Objetivo declarado 1: No texto sobre a exposição de Hélio Oiticica, reescreva de forma mais curta o parágrafo iniciado por "O mais chocante ao entrar", conservando os fatos principais.
Objetivo declarado 2: Reproduza, por favor, o trecho do texto sobre a exposição de Hélio Oiticica que começa nas palavras que contêm "Mas que mundo" e termina em "trabalho deste artista?", sem qualquer alteração.

── Texto ──

4 de maio de 2010

O que esperar de uma exposição sobre Hélio Oiticica?




O Museu é o Mundo... Esse é o nome da exposição retrospectiva do artista Hélio Oiticica no Instituto Itaú Cultural.

Mas que mundo é este trazido por meio desta exposição?

O que de Hélio Oiticica realmente encontramos naquele espaço?

O Hélio questionador, propositor e provocativo está ali?

Ou estamos diante de uma alegoria do que foi e do que é o trabalho deste artista?

Durante a visita a exposição, tudo parecia que poderia ser ou estar de outra maneira.

O mais chocante ao entrar foi me deparar com aquelas araras, que primeiro me pareciam de mentira, dentro de uma grade, como um zoológico, no subsolo, ou seja elas quase não viam a luz. Pior ainda, pois faziam parte de um dos ambientes/instalação mais importantes para a História da Arte Brasileira, A Tropicália. Como um artista como Hélio, que propõe que o museu é o mundo, concordaria em refazer uma de suas obras emblemáticas colocando uma grade para fazer parte deste ambiente? O quanto esta montagem me incomodou! Como se as grades e aquelas araras estivesse ali para dizer: Nada é como ele pensou. Nós adaptamos. Nós normatizamos.

───
── Material fornecido ──

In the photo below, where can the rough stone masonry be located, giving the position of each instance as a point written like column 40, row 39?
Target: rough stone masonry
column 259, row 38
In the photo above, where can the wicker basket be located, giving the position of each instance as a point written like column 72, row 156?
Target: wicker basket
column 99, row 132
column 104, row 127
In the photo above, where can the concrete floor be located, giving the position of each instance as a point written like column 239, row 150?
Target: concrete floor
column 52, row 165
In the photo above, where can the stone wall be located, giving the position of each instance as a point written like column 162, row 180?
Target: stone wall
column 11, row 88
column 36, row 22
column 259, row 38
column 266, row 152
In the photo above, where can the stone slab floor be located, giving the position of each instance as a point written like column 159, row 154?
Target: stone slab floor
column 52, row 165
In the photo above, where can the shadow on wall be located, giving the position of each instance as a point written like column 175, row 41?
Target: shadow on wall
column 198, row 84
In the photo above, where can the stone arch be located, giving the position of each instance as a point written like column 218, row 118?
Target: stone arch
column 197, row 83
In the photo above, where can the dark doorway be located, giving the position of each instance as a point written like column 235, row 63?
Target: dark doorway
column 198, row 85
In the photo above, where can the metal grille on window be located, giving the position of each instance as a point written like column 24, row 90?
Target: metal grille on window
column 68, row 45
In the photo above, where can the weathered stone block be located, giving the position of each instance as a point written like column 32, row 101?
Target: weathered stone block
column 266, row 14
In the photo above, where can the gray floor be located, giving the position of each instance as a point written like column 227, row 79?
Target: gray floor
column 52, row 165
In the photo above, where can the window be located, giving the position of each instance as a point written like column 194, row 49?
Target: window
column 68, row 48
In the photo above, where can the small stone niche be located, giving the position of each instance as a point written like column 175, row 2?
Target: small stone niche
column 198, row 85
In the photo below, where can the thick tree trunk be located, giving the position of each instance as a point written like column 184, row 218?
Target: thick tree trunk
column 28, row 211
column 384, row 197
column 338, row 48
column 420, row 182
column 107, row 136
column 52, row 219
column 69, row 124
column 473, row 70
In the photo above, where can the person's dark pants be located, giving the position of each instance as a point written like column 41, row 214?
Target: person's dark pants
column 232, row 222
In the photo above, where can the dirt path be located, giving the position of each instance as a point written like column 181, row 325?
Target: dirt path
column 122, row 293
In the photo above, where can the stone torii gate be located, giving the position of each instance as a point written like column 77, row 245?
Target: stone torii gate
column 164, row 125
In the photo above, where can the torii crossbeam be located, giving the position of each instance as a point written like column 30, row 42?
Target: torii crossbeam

───

Resposta 1: Ao entrar, o mais chocante foi ver araras, que a princípio pareciam de mentira, presas atrás de uma grade, como num zoológico, no subsolo e quase sem luz. Pior ainda porque faziam parte da Tropicália, um dos ambientes/instalações mais importantes para a História da Arte Brasileira. Como Hélio, que propõe que o museu é o mundo, concordaria em refazer uma obra emblemática com uma grade? A montagem incomodou muito, como se as grades e as araras dissessem: nada é como ele pensou; nós adaptamos, nós normatizamos.

Resposta 2:
Mas que mundo é este trazido por meio desta exposição?

O que de Hélio Oiticica realmente encontramos naquele espaço?

O Hélio questionador, propositor e provocativo está ali?

Ou estamos diante de uma alegoria do que foi e do que é o trabalho deste artista?